## What the exercise asks
Restate the data below word for word. Leave the images out.

## Provided records
* * *
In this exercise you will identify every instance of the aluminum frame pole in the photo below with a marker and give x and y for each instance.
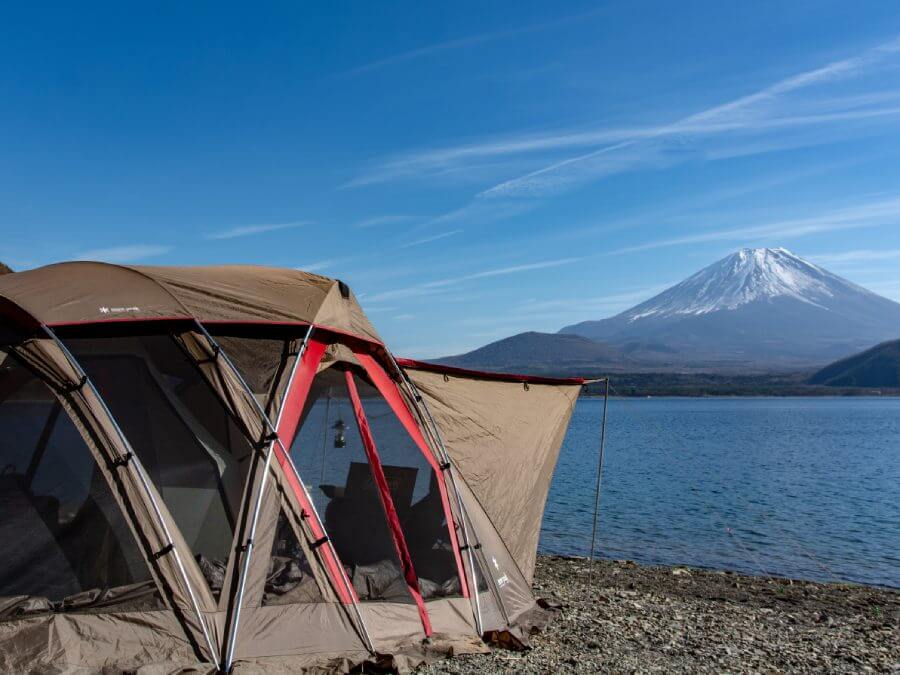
(217, 350)
(437, 441)
(144, 480)
(597, 491)
(260, 493)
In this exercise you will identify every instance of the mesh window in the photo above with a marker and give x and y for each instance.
(63, 537)
(416, 495)
(329, 454)
(290, 578)
(193, 451)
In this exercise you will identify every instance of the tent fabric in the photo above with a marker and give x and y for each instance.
(505, 438)
(300, 609)
(84, 292)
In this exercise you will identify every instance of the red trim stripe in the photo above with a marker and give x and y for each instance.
(487, 375)
(390, 511)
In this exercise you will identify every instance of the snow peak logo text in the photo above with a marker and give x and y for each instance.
(119, 310)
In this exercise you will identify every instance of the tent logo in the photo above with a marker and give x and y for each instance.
(118, 310)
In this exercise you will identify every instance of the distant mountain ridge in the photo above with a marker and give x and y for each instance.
(755, 307)
(540, 352)
(875, 367)
(756, 310)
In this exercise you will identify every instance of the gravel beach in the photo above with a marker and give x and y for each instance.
(663, 619)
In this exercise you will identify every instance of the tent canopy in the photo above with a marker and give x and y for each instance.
(226, 466)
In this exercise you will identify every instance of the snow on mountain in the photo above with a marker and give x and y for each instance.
(763, 307)
(744, 277)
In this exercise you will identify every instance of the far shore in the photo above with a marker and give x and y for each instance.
(638, 618)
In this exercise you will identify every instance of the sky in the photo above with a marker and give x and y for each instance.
(471, 169)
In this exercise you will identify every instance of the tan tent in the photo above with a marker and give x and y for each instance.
(224, 468)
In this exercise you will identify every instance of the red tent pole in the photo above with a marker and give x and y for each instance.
(390, 511)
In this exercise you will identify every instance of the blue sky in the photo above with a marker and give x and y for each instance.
(472, 169)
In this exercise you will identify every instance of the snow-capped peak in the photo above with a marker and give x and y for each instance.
(743, 277)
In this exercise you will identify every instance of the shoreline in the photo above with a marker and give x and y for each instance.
(644, 618)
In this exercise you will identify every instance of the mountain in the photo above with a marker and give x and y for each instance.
(875, 367)
(755, 308)
(540, 353)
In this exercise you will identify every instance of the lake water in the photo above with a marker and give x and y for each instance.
(805, 488)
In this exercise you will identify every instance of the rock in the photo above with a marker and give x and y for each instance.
(647, 619)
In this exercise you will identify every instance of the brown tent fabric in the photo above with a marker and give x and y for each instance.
(83, 292)
(503, 433)
(505, 438)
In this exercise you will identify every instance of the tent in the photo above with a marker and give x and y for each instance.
(224, 468)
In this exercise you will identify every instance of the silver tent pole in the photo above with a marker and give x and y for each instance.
(131, 459)
(597, 490)
(444, 458)
(217, 350)
(260, 493)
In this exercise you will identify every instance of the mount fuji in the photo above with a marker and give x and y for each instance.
(762, 307)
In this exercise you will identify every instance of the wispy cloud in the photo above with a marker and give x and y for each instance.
(849, 257)
(427, 240)
(384, 220)
(432, 287)
(465, 42)
(128, 253)
(771, 109)
(249, 230)
(873, 214)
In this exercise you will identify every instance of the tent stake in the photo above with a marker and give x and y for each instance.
(144, 481)
(597, 491)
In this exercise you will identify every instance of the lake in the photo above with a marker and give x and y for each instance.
(799, 487)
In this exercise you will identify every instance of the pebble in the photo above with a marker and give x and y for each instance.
(640, 619)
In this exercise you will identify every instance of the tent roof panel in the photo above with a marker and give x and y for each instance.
(87, 292)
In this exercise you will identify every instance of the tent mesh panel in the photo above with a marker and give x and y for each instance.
(63, 537)
(416, 496)
(193, 451)
(329, 454)
(290, 578)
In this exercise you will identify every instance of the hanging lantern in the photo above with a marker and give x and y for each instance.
(340, 440)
* * *
## Result of the exercise
In this exercise you will identify every instance of the aluminum frame pole in the photo below with a marker and give x and y for each instance.
(217, 350)
(437, 441)
(144, 480)
(597, 491)
(260, 493)
In this exercise you will identify every instance of the mesh window in the photo above with a marker and give x and y for each instance.
(63, 537)
(416, 495)
(329, 454)
(290, 578)
(193, 451)
In this exercise you will identify every instance of the tent fabric in the photo above with a marker and give x and y for each instance.
(505, 438)
(300, 609)
(84, 292)
In this exercise you will identify every instance of the red trim stripe in the photo above with a marker and give x and y for each instance.
(487, 375)
(390, 511)
In this exercise you will identify every instance of the snow peak logo text in the photo above with a marker and give x and y for each instance.
(119, 310)
In this exercise you will identify every instance of the tent logo in the photo above with a marker and give x and y for each instance.
(118, 310)
In this exercise you will identify every instance of the distant mountain ridge in the photo above with a marker and give x and y for each instance.
(755, 307)
(540, 352)
(875, 367)
(756, 310)
In this exercise you will identify every instance of the gravel beach in the photo above with a marker and give x and y for each instance.
(663, 619)
In this exercise you will identify every instance of the tent canopy in the photo above with a marker and give x and y for each instance.
(226, 466)
In this exercise you will identify every instance of the snow on mountain in the photo above with a marker and give x and y for each instance.
(763, 307)
(744, 277)
In this exercise you will identify every instance of the far shore in the photo above with a marker and give x and y for each instance.
(638, 618)
In this exercise you will identify every instance of the sky in the photo above with a marker and give x and y for each instance.
(471, 169)
In this exercise you will identify every instance of the tan tent in the photo above with a marker and give x and y for each instance.
(224, 468)
In this exercise you will identify every instance of the red tent pole in the photo above with a marker and give x and y for each instance.
(390, 511)
In this exercise you will identify every instance of the blue sky in the photo above with a marker and give x and y for each instance.
(472, 169)
In this exercise you will identify every instance of the snow-capped peak in the photo above with a marker and give x and y for each instance.
(743, 277)
In this exercise you will identify every instance of the shoreline in the photo above with a marker and give x and y for each instance.
(644, 618)
In this exercise you will identify every instance of the mountain in the photo above with a marker and give x and y for each instance.
(875, 367)
(755, 308)
(540, 353)
In this exercise you will identify every instance of the lake water in the photo above with a marker and give x and y for each instance.
(805, 488)
In this exercise you will identify every instance of the rock in the photo above with a marker and give x and y for each instance.
(647, 619)
In this exercise you will identify every instance of the brown tent fabric in the photo above with a marker and give x and y for each instance.
(83, 292)
(503, 433)
(505, 438)
In this exercise you will identify every instance of the tent in the photo above with a marker and give x and y for each instance.
(224, 468)
In this exercise you will identify every instance of the silver tent pole in the photo above with a marker and give x and y for each instance.
(131, 459)
(597, 490)
(444, 458)
(217, 350)
(260, 493)
In this exercise you will identify every instance of the mount fuji in the photo above with a marker and give x and y for each instance.
(762, 307)
In this exercise you will identify every instance of the wispy cloud in the photo above with a marker and give x and y for each instance.
(849, 257)
(427, 240)
(384, 220)
(432, 287)
(465, 42)
(128, 253)
(771, 109)
(249, 230)
(873, 214)
In this exercise you will identify every instance of the tent stake in the photo above with a marker and give x and y for each instance.
(144, 481)
(597, 491)
In this exercise you will identify every instance of the lake in the photo above with a marker and give x and y for each instance.
(799, 487)
In this exercise you will identify every instance of the pebble in the photo above with a marker and give x and y for each instance.
(640, 619)
In this exercise you will identify every instance of the tent roof panel in the photo above with a marker and give x and y for each instance.
(87, 292)
In this exercise you will identify every instance of the tent mesh panel in the photo above with a marker and give x and y for each instance.
(63, 537)
(416, 496)
(193, 451)
(329, 454)
(290, 578)
In this exercise you will identify every instance of the hanging lantern in the photo above with a marker and give x and y for each instance.
(340, 440)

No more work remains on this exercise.